*USING THE INFORMATION*.
• a. Rewrite the stretch of the passage from "It is good to" through "read my books.", putting "granola" wherever "trail mix" appears.
• b. According to the passage, how many miles was the round trip to Texas?

It is good to be back with all of you, our friends. Our visit to Texas went well. Joan drove the entire way, every mile. 2,400 miles, round trip. Did you know once you become president, you are never again permitted to drive on a public road? You have a driver for the rest of your life. I know exactly how that feels. I just sat back, read my books, ate trail mix, and acted presidential, giving little orders, most of which Joan ignored. Our deal is that the driver picks the entertainment, so we listened to podcasts about how to be strong women, which, honestly, I don’t think she needed. She already doesn’t let me drive. But I’m secure in my masculinity and am not threatened by a strong wife. I just sit there and eat my trail mix and read my books.

It was wonderful to see our son Sam and his wife and little Miles. That child is perfect, and I told him so every chance I got. You can tell them that when they’re little because they don’t know what it means. Once they understand what you’re saying, you want to go light with that kind of talk, so they don’t get the big head. You don’t want them to grow up with a sense of entitlement. But right now Miles is a 16-month-old bundle of perfection. I got to go on two long walks with my son Sam. I wouldn’t say this if he were here, it would embarrass him, but I’ll say it since he isn’t here, that he’s as fine a son as any father could ever want. When he and Kelsea got married the men in his platoon drove up from Georgia to Danville to attend the wedding.

*DATASET ENTRIES*.
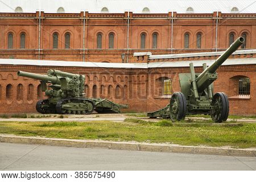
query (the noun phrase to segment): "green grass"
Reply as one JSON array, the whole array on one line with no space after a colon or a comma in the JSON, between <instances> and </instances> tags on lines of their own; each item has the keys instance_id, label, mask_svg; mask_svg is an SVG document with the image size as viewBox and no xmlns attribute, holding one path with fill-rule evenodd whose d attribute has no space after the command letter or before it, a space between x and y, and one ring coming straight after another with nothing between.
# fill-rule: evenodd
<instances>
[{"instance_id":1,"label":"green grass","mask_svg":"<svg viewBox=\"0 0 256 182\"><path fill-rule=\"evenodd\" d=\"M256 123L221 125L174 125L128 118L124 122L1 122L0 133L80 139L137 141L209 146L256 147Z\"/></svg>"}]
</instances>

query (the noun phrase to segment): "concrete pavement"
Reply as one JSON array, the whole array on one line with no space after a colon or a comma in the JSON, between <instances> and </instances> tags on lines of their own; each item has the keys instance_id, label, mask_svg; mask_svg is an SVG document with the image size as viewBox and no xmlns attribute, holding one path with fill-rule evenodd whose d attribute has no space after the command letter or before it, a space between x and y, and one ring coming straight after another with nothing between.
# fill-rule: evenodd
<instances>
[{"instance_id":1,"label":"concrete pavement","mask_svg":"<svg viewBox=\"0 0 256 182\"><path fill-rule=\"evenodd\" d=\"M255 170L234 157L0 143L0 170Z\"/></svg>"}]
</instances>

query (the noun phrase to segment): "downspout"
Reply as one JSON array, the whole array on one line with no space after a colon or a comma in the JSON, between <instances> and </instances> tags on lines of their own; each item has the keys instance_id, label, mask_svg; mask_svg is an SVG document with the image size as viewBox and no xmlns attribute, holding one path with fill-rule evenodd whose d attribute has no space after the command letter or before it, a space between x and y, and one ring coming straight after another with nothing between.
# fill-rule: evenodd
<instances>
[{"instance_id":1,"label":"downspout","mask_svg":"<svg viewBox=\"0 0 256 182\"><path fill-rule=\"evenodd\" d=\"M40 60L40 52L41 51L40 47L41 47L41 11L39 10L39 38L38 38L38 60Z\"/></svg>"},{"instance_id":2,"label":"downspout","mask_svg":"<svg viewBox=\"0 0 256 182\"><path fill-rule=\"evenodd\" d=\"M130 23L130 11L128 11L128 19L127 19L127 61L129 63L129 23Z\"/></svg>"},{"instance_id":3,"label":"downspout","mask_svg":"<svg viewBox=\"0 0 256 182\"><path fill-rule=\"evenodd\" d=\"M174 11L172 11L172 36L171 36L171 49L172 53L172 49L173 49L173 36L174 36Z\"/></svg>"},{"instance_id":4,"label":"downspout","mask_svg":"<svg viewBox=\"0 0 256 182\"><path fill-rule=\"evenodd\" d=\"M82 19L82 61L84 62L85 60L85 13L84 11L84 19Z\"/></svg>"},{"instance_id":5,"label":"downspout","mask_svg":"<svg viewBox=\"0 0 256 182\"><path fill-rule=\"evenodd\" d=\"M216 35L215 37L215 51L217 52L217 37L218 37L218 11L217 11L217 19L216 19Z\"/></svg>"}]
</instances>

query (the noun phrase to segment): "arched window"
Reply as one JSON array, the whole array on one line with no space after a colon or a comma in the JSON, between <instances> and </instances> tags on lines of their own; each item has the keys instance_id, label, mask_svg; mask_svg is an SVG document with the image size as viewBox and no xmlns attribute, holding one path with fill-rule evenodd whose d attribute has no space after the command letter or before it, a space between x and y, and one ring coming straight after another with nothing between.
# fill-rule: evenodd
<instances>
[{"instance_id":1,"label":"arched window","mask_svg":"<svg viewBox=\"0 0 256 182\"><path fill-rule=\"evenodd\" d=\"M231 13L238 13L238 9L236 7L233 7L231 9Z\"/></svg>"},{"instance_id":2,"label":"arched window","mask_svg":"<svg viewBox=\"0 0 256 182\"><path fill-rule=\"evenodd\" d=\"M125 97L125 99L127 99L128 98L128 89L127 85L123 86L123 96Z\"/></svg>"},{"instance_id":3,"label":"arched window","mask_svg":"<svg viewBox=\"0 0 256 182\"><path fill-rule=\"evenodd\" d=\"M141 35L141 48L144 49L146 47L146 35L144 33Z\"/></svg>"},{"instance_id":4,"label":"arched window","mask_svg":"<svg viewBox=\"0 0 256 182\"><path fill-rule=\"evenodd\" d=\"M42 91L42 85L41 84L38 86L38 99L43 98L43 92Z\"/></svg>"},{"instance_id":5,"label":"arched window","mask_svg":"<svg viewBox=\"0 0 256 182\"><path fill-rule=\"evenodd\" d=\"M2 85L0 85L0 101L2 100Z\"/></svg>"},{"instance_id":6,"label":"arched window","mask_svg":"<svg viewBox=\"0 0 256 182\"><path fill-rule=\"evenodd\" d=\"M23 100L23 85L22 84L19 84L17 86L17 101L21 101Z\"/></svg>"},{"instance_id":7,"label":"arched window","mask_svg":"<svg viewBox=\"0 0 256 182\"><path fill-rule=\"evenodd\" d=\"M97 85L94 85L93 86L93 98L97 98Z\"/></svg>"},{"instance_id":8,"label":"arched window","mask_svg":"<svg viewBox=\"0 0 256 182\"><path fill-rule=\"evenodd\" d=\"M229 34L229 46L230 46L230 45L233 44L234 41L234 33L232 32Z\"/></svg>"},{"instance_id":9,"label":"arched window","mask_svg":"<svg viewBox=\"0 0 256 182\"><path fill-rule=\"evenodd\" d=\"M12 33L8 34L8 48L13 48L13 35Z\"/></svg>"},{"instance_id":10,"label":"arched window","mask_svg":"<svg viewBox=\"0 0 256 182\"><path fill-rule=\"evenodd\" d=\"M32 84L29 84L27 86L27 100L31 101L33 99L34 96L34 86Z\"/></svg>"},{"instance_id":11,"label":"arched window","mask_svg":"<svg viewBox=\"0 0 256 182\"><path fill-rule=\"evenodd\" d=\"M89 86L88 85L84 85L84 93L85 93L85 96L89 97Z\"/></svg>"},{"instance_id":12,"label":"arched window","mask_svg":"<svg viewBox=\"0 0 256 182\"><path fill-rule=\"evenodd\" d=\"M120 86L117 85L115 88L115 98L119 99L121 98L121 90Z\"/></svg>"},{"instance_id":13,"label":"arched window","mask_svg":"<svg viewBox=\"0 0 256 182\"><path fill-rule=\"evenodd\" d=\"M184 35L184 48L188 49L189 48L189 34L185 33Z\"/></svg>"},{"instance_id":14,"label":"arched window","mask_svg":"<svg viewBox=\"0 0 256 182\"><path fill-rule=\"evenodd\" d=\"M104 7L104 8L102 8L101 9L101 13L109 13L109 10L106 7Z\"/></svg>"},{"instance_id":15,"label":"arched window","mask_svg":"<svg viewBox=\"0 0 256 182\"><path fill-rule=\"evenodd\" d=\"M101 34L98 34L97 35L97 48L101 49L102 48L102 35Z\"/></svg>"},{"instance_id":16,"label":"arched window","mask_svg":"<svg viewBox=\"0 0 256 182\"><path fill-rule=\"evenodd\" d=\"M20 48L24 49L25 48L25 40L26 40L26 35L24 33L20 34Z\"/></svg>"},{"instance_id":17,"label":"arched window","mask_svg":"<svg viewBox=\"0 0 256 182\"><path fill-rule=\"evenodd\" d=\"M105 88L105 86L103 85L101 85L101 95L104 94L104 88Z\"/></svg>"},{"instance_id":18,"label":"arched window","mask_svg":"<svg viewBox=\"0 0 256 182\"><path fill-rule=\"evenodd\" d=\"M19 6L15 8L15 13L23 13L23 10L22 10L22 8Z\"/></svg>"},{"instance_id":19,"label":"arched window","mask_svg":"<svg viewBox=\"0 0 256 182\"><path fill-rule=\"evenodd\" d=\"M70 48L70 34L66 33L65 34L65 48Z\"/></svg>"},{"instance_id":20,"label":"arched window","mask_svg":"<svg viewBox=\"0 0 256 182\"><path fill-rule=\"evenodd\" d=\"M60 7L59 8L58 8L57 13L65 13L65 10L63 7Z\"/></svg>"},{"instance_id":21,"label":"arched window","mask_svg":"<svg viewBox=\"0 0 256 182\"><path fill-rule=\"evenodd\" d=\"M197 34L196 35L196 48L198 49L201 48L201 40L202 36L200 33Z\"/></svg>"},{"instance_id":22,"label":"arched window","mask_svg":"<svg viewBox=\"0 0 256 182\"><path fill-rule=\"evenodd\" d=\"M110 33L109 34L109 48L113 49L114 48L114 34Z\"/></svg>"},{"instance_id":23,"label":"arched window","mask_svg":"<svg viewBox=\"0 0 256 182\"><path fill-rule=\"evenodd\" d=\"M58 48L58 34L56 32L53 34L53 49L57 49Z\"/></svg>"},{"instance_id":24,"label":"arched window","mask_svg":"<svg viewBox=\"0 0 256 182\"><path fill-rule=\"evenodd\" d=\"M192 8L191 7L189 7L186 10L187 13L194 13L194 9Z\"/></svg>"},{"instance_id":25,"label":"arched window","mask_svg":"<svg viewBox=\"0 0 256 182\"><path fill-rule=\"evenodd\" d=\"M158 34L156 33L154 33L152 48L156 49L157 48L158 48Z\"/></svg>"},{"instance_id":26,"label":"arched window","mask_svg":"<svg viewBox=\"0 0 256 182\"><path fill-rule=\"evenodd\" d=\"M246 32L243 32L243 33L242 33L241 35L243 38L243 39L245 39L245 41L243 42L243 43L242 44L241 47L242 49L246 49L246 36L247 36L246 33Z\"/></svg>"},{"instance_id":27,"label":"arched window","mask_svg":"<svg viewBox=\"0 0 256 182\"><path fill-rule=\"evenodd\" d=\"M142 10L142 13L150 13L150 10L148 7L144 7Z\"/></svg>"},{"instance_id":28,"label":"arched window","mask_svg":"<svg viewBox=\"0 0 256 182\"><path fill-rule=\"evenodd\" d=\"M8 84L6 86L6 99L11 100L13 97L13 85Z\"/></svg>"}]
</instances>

*TASK ANSWERS*.
• a.
It is good to be back with all of you, our friends. Our visit to Texas went well. Joan drove the entire way, every mile. 2,400 miles, round trip. Did you know once you become president, you are never again permitted to drive on a public road? You have a driver for the rest of your life. I know exactly how that feels. I just sat back, read my books, ate granola, and acted presidential, giving little orders, most of which Joan ignored. Our deal is that the driver picks the entertainment, so we listened to podcasts about how to be strong women, which, honestly, I don’t think she needed. She already doesn’t let me drive. But I’m secure in my masculinity and am not threatened by a strong wife. I just sit there and eat my granola and read my books.

• b. 2,400 miles.